PROVIDED PASSAGE
.....
Friday, January 6, 2023

Short Book Reviews: Tippecanoe and Murder, Too

 Death and Hard Cider, by Barbara Hambly (Severn House)

When I open a Barbara Hambly novel, whether a 1920s Hollywood mystery, a fantasy-with-dragons, or a disturbingly dark vampire tale, I’m in for a treat. Hambly’s touch is deft, never overwrought, her knowledge of history and human nature unerring, and her characters, memorable. One of my favorites is Benjamin January, born a slave in early 19th Century Louisiana, freed and then educated as a surgeon (and musician) in Paris, now back in New Orleans. Over the course of the preceding volumes, he’s cobbled together a living as a musician playing at parties and other events by the rich whites of the city, while solving more mysteries than a raft of Sherlock Holmses, despite the intricate mores of the old French culture and the encroaching danger of the American way of slavery. He’s in constant danger of being kidnapped, his freedom papers destroyed, and being sold to a plantation and a short, brutal life in the sugar cane fields. Despite all this, he has married an extraordinary Black woman and made more than a few friends, some of them white. The one thing he’s never wanted to get involved with is American politics.
.....
SUPPLIED DATA
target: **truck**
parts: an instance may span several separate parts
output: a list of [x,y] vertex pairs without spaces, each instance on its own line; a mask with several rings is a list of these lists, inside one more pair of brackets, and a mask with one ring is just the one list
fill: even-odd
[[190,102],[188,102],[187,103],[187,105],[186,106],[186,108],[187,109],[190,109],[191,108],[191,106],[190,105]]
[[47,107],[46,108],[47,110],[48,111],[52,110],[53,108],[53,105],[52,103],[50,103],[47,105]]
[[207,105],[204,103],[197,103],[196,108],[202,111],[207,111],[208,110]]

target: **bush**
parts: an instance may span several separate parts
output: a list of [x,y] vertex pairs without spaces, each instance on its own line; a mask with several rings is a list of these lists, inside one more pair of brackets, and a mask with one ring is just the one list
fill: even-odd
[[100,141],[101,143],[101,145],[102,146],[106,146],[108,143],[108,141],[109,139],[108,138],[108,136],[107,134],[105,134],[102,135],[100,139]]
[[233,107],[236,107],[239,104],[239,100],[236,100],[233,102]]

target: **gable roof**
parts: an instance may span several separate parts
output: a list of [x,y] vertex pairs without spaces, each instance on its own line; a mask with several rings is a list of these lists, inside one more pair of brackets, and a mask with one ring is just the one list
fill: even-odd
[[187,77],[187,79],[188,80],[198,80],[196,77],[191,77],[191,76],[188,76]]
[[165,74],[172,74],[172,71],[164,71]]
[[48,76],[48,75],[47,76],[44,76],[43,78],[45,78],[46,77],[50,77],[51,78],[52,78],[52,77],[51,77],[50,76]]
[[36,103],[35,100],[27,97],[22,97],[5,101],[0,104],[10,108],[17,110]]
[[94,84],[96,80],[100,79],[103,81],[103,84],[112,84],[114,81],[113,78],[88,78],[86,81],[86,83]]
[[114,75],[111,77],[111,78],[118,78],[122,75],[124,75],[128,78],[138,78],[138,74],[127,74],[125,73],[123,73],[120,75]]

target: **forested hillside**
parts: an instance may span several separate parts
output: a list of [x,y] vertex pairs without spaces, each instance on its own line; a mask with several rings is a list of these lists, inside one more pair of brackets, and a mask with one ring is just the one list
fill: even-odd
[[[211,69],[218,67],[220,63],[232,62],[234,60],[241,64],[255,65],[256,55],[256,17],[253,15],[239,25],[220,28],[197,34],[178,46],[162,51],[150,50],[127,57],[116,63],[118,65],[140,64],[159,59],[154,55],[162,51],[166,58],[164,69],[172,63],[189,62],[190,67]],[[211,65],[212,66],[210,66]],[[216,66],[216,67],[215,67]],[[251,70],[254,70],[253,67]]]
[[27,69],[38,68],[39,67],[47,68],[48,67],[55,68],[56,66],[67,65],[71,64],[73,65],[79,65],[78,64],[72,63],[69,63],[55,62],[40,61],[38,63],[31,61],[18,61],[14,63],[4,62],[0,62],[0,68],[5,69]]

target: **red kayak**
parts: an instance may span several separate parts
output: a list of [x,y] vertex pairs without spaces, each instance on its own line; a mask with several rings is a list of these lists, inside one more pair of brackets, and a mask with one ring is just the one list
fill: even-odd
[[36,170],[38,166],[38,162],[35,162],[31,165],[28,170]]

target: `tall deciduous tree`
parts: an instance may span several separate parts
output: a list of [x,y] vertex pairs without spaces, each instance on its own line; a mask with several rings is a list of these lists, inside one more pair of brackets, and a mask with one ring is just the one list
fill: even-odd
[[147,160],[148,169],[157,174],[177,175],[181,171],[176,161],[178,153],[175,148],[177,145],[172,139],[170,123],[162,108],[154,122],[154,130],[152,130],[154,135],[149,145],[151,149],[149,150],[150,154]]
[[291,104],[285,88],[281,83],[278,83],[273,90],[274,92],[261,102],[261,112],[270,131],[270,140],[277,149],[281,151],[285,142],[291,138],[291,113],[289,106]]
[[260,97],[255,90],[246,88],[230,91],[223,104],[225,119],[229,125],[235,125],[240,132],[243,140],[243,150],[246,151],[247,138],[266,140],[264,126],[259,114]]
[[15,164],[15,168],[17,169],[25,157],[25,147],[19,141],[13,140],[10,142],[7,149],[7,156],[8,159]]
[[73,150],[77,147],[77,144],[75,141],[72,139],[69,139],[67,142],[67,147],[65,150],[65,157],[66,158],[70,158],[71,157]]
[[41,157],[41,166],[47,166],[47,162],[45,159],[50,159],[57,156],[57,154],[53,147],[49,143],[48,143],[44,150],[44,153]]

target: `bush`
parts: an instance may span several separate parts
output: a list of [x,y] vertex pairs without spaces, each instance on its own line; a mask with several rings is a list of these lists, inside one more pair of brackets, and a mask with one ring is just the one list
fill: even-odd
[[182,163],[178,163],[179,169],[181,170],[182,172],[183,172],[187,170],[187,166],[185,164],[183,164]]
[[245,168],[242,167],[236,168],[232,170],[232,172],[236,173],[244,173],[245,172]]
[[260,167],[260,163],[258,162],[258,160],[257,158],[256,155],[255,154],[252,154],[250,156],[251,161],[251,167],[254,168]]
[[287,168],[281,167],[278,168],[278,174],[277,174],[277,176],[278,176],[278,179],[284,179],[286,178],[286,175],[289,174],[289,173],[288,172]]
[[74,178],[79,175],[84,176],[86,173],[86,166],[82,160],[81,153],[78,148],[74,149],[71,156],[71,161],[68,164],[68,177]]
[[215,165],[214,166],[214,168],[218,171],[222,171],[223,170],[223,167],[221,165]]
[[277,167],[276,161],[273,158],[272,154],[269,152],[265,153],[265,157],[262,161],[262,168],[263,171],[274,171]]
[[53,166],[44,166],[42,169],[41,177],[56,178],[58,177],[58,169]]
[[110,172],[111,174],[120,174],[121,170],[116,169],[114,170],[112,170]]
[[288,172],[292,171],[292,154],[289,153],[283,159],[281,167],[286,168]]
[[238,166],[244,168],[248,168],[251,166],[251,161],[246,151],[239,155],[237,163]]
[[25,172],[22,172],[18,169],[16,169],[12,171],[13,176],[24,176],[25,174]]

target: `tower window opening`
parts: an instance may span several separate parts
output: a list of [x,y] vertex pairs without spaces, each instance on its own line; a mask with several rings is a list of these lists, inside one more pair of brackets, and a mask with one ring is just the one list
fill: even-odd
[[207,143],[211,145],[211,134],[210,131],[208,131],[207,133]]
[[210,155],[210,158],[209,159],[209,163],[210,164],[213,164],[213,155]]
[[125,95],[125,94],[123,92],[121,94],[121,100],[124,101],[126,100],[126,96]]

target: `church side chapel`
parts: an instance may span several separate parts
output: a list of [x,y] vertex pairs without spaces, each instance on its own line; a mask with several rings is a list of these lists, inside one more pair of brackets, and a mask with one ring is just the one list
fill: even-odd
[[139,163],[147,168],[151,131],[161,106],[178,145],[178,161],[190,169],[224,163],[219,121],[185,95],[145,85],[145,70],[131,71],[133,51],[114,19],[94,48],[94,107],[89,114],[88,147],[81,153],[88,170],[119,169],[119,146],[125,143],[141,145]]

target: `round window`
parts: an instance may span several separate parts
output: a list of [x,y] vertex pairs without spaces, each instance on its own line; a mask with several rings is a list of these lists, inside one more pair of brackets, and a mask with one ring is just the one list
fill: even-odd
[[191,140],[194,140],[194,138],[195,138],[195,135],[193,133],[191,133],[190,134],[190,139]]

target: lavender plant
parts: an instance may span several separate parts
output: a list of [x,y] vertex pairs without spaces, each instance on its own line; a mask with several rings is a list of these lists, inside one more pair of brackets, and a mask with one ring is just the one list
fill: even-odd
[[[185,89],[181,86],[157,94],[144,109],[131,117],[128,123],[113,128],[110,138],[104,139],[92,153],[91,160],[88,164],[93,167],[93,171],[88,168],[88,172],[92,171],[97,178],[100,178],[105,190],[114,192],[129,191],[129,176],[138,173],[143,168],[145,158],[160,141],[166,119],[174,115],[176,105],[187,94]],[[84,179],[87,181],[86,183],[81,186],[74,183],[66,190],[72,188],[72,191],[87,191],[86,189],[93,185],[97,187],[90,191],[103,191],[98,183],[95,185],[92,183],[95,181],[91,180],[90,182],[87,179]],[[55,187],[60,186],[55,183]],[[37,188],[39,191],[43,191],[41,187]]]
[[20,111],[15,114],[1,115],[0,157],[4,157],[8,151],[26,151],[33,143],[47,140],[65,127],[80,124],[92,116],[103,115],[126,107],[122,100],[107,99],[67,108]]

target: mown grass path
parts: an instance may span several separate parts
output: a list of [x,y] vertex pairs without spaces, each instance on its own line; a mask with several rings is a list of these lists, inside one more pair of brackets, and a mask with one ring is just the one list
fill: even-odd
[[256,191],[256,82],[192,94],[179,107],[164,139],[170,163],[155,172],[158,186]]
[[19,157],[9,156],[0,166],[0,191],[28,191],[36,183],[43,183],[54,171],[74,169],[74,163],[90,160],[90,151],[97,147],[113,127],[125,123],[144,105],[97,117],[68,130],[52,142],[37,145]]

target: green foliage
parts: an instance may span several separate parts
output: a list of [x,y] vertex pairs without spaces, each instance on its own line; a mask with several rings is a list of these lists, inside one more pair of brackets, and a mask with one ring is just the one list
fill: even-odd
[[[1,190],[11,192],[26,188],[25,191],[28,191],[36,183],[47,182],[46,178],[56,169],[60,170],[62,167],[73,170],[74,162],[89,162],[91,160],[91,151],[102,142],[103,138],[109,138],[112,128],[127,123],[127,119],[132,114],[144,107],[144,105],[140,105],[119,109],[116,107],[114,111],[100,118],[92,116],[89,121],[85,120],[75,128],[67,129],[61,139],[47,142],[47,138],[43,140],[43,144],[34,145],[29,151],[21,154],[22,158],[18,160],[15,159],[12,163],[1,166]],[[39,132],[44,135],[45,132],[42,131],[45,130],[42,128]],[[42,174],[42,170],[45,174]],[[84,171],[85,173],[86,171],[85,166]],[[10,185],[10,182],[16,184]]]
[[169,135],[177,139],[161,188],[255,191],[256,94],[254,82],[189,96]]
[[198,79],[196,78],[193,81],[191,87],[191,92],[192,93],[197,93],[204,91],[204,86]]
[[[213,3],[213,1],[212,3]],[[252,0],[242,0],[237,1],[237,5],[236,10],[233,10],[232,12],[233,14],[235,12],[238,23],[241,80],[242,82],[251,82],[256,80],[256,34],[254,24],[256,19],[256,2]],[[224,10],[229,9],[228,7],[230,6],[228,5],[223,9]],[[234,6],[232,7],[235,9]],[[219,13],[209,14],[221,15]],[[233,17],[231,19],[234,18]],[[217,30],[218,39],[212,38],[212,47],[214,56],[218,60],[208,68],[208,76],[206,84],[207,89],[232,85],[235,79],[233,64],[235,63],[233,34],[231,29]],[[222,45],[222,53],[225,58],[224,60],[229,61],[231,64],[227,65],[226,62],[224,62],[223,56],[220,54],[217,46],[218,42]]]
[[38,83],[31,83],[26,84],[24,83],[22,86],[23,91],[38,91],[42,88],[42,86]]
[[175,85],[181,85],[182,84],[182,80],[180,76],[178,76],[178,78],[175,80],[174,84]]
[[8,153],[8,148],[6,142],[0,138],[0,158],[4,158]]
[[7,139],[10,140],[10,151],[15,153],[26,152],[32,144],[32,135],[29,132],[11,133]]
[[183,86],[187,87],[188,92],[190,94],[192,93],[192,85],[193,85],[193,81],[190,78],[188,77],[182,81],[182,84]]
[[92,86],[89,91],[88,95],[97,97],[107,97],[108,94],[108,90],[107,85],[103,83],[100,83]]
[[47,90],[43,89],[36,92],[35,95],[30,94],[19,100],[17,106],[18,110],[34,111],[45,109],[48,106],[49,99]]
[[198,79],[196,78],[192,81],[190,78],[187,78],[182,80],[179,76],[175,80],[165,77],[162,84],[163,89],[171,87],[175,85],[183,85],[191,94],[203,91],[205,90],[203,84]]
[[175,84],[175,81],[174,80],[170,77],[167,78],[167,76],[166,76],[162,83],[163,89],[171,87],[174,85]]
.....
TASKS AND EXERCISES
• a. List the three kinds of Barbara Hambly novels that the review of Death and Hard Cider names in its opening sentence.
• b. Condense the paragraph of the Death and Hard Cider review beginning "When I open a Barbara Hambly novel" into a shorter paragraph that keeps its main facts.
• c. Continue the review of Death and Hard Cider from the point where it stops.

YOUR WRITTEN ANSWERS
• a.
- A 1920s Hollywood mystery
- A fantasy-with-dragons
- A disturbingly dark vampire tale

• b. The reviewer considers Barbara Hambly's novels, whatever their genre, a treat: her touch is deft, her grasp of history and human nature unerring, and her characters memorable. A favorite is Benjamin January, born a slave in early 19th-century Louisiana, freed, educated as a surgeon and musician in Paris, and now back in New Orleans. In earlier volumes he has earned his living playing music at events held by the city's rich whites while solving many mysteries. He has done so amid the intricate mores of the old French culture and the encroaching threat of American slavery. He is always at risk of being kidnapped, losing his freedom papers, and being sold to a sugar cane plantation. Even so, he has married an extraordinary Black woman and made friends, some of them white. The one thing he has never wanted to become involved in is American politics.

• c.
But it’s 1840 and William Henry Harrison is running for president. The campaign involves a monumental rally with speeches, fireworks, balls, and dinner parties, and Ben badly needs the meager pay in an otherwise dead season. In the midst of the campaign, a privileged young white woman, a determined flirt notorious for setting her suitors against each other, is found murdered. Suspicion lands, quite illogically, on a Black woman, Catherine, Ben’s dear friend and first, unrequited love.

As with previous Ben January mysteries, the fascinating historical detail, plot twists, engaging characters, and deeply felt but restrained emotion kept me turning the pages. This book continues the earlier focus on the precarious condition of Black people in pre-Civil War New Orleans. It seemed to me, however, that the contradictions, turmoil, and simmering anger of Ben and his community came to the fore more powerfully. Perhaps that is due to the countdown to the Civil War or the grinding decades of oppression and fear, the perpetual risk of enslavement and necessity of humbling himself before men who cannot compare with his education, culture, and achievements, let alone his intelligence and innate decency. These feelings are among the things Ben dares not share with his few white friends (the unwashed but shrewd sheriff, the ex-addict Latin-quoting violinist), yet are instantly understood by the entire Black community.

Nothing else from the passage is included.